> TASK STATEMENT: Please read the order statistics thread below and give the value of E(M | X₂ = 1) that the poster must verify when n = 4.

> PAGE EXCERPT:

Let $X_1, \ldots ,X_n$ be an independent and identically distributed sequence of Exponential(1) random variables, where $n \geq 3$. Find the conditional probability density function for the maximum $M = X_n$ given that the second smallest $X_2 = 1$. Use this to verify that, in the case that $n = 4$,
$$E(M\mid X_2 = 1) = \frac{5}{2}$$
Hint: $\int_{a}^{\infty} ue^{-u}du = (1+a)e^{-a}$.
I started by using the “PDF method” to try and find the density for $X_2$ and the joint density for $(M, X_2)$, but I'm not sure what step to take next.
Let $f$ and $F$ be the probability density and cumulative distribution functions for the iid random variables. Let $f_{(k)}$ and $F_{(k)}$ be those of the $k$ eth order statistic $X_{(k)}$, and similarly for joint functions.

> RECORDED INFORMATION:
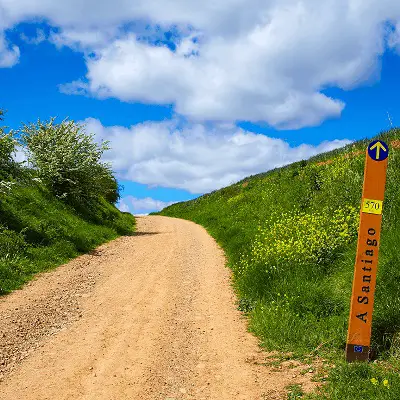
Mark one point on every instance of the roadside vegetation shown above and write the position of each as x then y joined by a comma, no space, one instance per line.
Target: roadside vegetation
57,204
290,236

> ANSWER FOR THIS EXERCISE: 5/2